De Tel Aviv a Jerusalén

La llegada de Trump a Washington también podría beneficiar la relación de Estados Unidos con Israel. Jason Miller, portavoz del equipo de transición presidencial, dijo hace unos días que el futuro mandatario sigue “firmemente convencido” de la necesidad de trasladar la embajada estadounidense en Israel de Tel Aviv a Jerusalén, ciudad reivindicada como capital tanto por los israelíes como por los palestinos. En una reunión que Trump mantuvo en setiembre con el primer ministro israelí, Benjamin Netanyahu, el entonces candidato republicano prometió reconocer a Jerusalén como la “capital indivisible” de Israel.

A mediados de diciembre, Kellyanne Conway, la portavoz del presidente electo y su futura asesora, dijo en una entrevista radial que el traslado de la embajada “es una gran prioridad” para Trump. Consultado sobre esas declaraciones por el diario israelí Haaretz, Netanyahu dijo que le parecía “estupendo”.

_ _ _ _

# INSTRUCCIONES DE LA TAREA
¿Podrías continuar el texto anterior sobre el traslado de la embajada estadounidense a Jerusalén, retomándolo después de su última oración?

Ítems de un conjunto de etiquetado de puntos:

_ _ _ _

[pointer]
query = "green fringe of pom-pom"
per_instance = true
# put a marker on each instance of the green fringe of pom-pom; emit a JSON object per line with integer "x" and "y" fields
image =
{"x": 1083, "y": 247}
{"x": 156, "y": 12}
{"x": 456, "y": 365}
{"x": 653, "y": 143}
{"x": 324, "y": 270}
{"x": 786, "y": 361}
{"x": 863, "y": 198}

_ _ _ _

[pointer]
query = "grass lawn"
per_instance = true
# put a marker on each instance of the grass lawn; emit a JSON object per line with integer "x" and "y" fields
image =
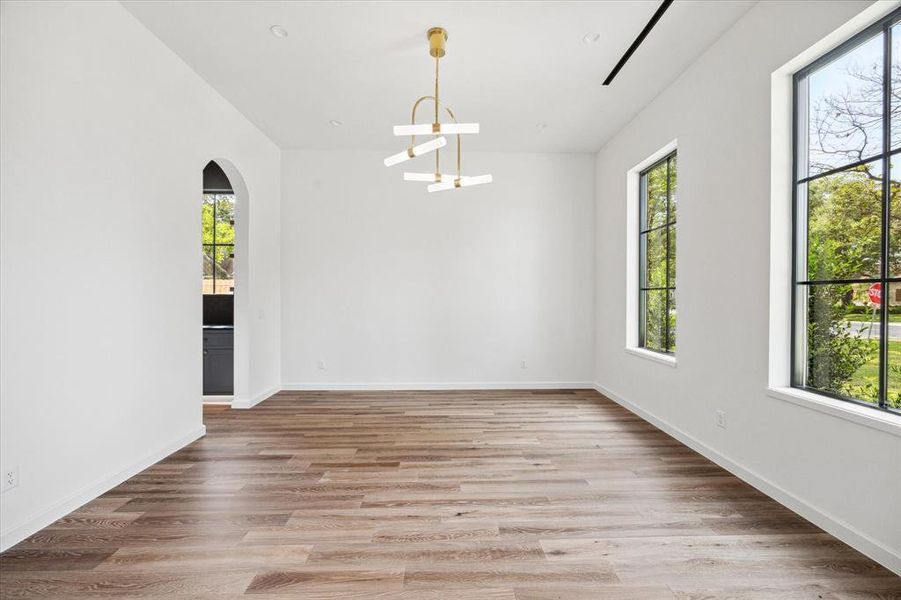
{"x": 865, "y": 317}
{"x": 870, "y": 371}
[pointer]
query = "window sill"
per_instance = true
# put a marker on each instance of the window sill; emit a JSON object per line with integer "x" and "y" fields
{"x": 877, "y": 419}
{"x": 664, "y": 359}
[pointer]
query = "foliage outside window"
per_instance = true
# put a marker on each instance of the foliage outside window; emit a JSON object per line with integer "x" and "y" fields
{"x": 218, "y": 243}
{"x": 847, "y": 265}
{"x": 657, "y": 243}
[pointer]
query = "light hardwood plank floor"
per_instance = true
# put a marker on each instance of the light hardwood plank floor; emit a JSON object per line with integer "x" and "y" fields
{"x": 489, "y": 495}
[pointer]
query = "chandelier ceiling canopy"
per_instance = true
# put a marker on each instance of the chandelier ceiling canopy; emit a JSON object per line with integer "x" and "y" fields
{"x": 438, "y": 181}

_ _ _ _

# RESULTADO DEL EJERCICIO
La postura de Trump a favor de Israel también quedó demostrada el jueves cuando, tras posponerse la votación del Consejo de Seguridad de la Organización de las Naciones Unidas (ONU) sobre una resolución en contra de los asentamientos israelíes, aprovechó para exigirle a Obama que vetara el texto. “Una paz entre israelíes y palestinos debería venir sólo por medio de negociaciones directas entre las partes, y no por la imposición de los términos de la ONU”, dijo el presidente electo en un comunicado publicado en Facebook. “Esto pone a Israel en una pobre posición negociadora y es extremadamente injusto para todos los israelíes”, agregó. El texto terminó aprobándose el viernes con 14 votos a favor y la abstención de Estados Unidos, en una ruptura con la tradicional postura del país de proteger diplomáticamente a Israel. Luego de la votación, Trump advirtió en Twitter que “las cosas serán diferentes” con respecto a la ONU cuando él llegue a la Casa Blanca.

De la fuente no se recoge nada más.